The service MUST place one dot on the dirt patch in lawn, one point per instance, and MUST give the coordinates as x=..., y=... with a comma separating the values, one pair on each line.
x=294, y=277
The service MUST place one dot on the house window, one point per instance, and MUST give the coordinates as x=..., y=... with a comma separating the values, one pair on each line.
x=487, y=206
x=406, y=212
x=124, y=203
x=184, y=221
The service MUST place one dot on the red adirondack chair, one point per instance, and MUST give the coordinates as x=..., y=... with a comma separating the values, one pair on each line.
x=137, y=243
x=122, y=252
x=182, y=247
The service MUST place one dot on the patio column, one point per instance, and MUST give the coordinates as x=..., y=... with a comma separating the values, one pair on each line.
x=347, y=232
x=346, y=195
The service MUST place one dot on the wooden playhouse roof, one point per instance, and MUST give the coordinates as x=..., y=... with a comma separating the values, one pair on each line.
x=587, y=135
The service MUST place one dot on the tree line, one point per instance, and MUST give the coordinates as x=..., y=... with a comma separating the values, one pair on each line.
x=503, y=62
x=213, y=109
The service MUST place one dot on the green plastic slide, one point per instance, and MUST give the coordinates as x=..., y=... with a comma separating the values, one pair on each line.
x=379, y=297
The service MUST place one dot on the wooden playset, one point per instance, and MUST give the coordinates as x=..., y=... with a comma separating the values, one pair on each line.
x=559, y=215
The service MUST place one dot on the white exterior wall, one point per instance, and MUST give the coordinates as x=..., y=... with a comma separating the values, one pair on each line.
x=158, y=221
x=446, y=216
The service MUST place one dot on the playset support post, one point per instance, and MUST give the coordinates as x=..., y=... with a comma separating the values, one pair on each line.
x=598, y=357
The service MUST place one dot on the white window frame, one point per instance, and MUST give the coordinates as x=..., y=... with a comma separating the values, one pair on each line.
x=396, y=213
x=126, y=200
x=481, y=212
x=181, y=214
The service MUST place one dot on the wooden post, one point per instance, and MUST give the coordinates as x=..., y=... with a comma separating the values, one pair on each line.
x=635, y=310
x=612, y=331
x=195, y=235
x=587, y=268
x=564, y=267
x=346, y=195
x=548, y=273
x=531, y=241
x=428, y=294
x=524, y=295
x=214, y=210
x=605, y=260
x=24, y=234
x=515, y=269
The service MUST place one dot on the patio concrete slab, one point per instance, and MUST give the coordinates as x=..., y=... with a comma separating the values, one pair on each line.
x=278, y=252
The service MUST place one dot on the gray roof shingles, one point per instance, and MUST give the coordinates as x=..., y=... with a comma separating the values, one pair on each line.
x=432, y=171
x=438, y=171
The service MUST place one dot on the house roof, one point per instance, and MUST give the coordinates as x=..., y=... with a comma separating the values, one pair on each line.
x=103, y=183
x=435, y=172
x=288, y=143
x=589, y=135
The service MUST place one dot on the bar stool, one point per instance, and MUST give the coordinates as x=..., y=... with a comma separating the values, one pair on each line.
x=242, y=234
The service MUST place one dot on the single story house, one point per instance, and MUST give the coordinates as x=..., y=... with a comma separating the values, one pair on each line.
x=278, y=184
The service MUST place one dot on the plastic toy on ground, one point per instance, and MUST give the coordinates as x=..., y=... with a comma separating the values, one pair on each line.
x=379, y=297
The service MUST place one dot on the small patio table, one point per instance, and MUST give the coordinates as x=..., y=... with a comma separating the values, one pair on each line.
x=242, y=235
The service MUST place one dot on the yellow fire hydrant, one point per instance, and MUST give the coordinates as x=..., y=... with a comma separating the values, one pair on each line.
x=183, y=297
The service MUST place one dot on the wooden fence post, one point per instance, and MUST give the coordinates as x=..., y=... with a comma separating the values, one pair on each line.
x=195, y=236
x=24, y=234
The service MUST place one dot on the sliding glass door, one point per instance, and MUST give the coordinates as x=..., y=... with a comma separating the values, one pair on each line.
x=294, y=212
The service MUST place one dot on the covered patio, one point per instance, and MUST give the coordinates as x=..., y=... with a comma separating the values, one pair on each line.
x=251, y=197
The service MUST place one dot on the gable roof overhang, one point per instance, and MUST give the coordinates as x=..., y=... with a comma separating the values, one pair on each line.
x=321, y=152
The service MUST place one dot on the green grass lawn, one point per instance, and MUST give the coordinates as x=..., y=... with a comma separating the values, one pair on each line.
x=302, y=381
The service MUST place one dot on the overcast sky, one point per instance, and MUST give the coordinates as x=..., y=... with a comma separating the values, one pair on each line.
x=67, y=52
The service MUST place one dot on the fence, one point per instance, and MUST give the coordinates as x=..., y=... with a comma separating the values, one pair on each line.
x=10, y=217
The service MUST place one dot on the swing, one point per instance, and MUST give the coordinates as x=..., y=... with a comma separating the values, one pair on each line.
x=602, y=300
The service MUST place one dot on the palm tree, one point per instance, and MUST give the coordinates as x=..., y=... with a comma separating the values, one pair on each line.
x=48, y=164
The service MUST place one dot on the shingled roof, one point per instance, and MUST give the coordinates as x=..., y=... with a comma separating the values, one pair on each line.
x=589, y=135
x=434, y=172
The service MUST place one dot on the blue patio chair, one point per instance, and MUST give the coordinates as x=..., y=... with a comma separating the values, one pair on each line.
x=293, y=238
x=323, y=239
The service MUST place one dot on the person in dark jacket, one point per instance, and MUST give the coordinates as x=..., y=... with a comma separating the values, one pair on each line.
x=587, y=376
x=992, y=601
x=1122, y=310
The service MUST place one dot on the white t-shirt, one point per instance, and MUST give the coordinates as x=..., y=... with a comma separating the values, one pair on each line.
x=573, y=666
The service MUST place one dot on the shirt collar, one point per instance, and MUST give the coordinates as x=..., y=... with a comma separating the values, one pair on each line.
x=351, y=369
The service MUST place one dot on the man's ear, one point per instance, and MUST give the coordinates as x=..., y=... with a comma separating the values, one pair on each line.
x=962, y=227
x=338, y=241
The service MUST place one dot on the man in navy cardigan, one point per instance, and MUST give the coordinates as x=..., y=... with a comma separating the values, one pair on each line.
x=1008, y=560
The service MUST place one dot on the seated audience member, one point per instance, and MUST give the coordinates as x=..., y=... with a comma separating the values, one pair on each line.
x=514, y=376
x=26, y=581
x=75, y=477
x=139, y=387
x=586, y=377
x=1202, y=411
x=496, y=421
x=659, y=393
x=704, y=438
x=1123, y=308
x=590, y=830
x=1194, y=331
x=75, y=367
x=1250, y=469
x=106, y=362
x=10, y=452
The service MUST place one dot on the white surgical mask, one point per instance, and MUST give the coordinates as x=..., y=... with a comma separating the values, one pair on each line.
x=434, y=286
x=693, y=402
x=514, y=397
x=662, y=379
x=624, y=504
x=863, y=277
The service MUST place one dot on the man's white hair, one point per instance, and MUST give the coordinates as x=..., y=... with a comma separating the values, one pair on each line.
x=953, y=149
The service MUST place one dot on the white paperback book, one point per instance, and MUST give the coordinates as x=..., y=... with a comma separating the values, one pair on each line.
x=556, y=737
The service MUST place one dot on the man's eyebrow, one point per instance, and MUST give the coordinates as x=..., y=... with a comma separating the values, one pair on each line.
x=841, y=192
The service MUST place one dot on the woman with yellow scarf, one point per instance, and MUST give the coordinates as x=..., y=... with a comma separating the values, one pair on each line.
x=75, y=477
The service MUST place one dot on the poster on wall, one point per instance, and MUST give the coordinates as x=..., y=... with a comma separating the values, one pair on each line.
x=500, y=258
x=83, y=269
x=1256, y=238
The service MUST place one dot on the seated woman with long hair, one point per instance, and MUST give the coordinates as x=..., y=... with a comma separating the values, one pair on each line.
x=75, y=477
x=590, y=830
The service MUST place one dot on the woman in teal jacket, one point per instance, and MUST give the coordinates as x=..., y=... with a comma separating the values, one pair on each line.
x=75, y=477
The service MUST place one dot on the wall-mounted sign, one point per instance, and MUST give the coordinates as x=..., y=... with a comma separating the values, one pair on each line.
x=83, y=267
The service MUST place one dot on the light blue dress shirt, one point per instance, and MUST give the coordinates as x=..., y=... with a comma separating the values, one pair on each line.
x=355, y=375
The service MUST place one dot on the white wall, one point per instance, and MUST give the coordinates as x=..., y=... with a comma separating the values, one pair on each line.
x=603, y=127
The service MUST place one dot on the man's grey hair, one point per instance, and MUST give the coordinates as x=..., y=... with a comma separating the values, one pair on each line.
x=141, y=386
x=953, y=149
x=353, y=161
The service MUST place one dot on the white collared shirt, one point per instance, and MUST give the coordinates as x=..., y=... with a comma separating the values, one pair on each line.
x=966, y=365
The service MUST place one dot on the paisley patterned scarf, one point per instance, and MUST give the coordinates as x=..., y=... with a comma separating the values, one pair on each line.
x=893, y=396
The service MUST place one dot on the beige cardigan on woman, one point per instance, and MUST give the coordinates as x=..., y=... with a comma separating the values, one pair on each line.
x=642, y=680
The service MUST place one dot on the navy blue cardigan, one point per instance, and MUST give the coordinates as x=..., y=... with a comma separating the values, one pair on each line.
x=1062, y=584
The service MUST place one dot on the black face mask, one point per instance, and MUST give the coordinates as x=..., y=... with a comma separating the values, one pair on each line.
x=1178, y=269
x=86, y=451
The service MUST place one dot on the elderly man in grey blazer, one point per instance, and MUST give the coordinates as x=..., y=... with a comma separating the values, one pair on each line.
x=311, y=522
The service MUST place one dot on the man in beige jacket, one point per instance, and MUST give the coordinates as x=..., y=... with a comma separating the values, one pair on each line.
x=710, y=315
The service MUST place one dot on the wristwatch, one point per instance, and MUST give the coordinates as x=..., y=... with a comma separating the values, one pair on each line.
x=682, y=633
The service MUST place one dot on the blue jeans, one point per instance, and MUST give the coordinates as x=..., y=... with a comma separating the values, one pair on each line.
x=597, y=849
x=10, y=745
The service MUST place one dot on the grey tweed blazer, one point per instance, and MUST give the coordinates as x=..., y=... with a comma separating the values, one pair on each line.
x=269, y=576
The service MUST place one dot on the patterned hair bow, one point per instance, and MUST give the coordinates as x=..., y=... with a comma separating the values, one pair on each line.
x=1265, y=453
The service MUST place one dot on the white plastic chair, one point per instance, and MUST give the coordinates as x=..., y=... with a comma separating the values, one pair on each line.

+++

**What you are asked to do:** Reproduce, character for character, everything in the entries from the line containing "The service MUST place one dot on the playset" down to the line containing "x=598, y=357", including both of those lines.

**Full answer:**
The service MUST place one dot on the playset support post, one point per instance, and MUST give the coordinates as x=..., y=... with a comma separating the values, one pair on each line.
x=598, y=357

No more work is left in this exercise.